Luke Combs; Cover art courtesy of Sacks & Co.
Luke Combs; Cover art courtesy of Sacks & Co.

The burgeoning superstar truly shines when he goes into this type of pensive state, with “Even Though I’m Leaving” serving as the ace among the album. The heartfelt ballad possesses the power to elicit tears as we venture through the journey of a father and son’s relationship, from the boy’s childhood days afraid of imaginary monsters to becoming a soldier who still yearns for his father’s connection though they’re seas apart. The singer taps into the floodgates on the final verse, as the father promises on his deathbed that he’ll always be by his son’s side. What’s particularly intriguing is the way Combs doesn’t deliver the emotion of the song through his voice, but rather allows the message to resonate through the lyrics.

In between upbeat country swing numbers like “1, 2 Many” – Combs’ voice uniting with Brooks & Dunn’s to make one of the finest choirs country music could assemble – along with “Lovin’ On You” and the amusing “Angels Workin’ Overtime,” he begins to self-analyze deep in the album, beginning with “Dear Today.” Opening the track with the demo version featuring just his guitar and rugged vocals, Combs creates a completely stripped down experience as he writes a letter to himself through song, encouraging self-improvement and taking time for the ones he loves. “Stop taking me for granted, like I’ll always be around, cause even as you read this boy that clock is ticking down,” he sings, delivering an important dose of truth not only to himself, but the listener. And even when the second verse kicks in with the studio production, he still takes a simplistic approach with only a few background vocalists to help him capture the humility of the song. But Combs proves he knows himself wholly on the title track, each line packed with observations such as feeling like a puzzle with missing pieces and though he’s a constant work in progress, his convictions are set in stone.

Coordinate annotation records
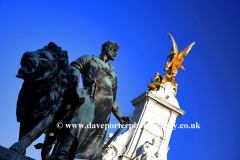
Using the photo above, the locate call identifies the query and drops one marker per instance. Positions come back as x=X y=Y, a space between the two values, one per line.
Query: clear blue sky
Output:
x=208 y=89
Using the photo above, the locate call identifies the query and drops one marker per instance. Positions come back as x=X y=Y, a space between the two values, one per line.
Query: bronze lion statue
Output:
x=46 y=91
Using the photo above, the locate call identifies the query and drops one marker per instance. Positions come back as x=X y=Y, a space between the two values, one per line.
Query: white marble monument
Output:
x=148 y=136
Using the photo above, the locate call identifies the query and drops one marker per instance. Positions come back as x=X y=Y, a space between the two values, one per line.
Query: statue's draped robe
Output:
x=99 y=90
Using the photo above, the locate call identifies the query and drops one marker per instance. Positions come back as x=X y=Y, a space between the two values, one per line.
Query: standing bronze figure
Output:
x=99 y=89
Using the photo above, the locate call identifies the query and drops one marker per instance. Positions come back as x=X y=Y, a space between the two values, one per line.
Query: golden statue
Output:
x=171 y=67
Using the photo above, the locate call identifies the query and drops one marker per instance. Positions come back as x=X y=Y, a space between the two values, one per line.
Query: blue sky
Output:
x=208 y=89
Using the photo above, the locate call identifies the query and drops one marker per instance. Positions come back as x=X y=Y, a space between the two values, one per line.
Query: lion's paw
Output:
x=17 y=148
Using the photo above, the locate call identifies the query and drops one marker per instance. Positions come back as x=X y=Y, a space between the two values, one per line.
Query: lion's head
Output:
x=45 y=73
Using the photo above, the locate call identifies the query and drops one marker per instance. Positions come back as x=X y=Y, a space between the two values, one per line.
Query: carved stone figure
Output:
x=99 y=89
x=149 y=151
x=46 y=75
x=110 y=152
x=154 y=86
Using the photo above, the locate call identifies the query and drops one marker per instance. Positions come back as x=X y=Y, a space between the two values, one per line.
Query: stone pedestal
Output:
x=7 y=154
x=152 y=123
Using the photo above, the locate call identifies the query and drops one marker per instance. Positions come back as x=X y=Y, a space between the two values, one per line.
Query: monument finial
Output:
x=171 y=67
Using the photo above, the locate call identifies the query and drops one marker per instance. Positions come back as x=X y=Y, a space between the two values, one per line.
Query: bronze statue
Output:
x=50 y=94
x=47 y=81
x=99 y=89
x=171 y=67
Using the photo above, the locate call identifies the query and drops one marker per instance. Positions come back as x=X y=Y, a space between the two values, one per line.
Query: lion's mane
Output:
x=37 y=98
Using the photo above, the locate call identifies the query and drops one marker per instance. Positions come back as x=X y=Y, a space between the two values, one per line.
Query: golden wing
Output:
x=174 y=44
x=185 y=51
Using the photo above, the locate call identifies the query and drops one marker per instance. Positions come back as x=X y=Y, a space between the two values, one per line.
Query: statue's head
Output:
x=42 y=64
x=110 y=135
x=153 y=141
x=110 y=49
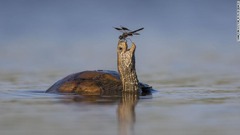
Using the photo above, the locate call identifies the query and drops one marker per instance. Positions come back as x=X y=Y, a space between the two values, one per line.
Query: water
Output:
x=187 y=51
x=184 y=104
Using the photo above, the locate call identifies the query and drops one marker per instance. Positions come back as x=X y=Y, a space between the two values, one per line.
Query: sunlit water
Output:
x=185 y=104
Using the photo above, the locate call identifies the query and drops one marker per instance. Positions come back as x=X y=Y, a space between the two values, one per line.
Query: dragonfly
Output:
x=127 y=32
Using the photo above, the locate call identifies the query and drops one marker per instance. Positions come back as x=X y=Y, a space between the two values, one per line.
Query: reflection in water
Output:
x=126 y=113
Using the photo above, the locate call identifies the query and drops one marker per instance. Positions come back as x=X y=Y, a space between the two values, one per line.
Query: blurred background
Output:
x=75 y=35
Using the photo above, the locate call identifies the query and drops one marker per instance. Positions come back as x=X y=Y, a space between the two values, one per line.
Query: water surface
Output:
x=184 y=105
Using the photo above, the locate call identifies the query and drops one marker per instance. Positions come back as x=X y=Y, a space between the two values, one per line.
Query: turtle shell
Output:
x=98 y=82
x=88 y=83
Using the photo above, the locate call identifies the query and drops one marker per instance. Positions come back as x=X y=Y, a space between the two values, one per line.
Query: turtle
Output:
x=106 y=82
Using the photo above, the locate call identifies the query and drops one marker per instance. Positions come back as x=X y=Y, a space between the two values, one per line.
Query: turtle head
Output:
x=126 y=66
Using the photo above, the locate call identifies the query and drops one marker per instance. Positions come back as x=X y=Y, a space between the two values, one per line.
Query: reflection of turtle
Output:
x=101 y=82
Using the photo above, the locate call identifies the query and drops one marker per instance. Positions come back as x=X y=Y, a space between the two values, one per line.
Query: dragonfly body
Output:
x=126 y=32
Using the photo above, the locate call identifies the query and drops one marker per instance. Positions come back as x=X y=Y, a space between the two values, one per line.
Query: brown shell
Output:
x=89 y=83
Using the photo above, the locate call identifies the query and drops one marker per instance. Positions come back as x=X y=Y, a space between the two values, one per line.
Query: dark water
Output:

**Description of the task**:
Pick up the album review of Luke Combs from the point where it stops, and write the next passage.

**Reply to the task**:
Combs ends the album on a poignant note with “Better Together,” balancing his detail-oriented songwriting with the romanticism expressed in “Beautiful Crazy.” With only a piano and his voice, the song positions itself at the opposite end of the spectrum than its opening number counterpart, the sweet love song serving as an ode to his fiancée Nicole Hocking, comparing their bond to the components of life that naturally gravitate to one another. “What’s the point of this old guitar, if it ain’t got no strings, or pouring your heart into a song, that you ain’t gonna sing, it’s a match made up in heaven, like good old boys and beer, and me as long as you’re right here,” he sings with ease.

What You See is What You Get is a continuation of the mass success Combs accumulated through This One’s For You. Fans will undoubtedly throw their support behind the singer and the new project as passionately as they did with his debut, as he continues to be one of modern country music’s best vocalists with a songwriting prowess and ear to middle America to match. One can feel more of Combs’ heart in this new body of work – an important element that makes him such a compelling force of nature in country music.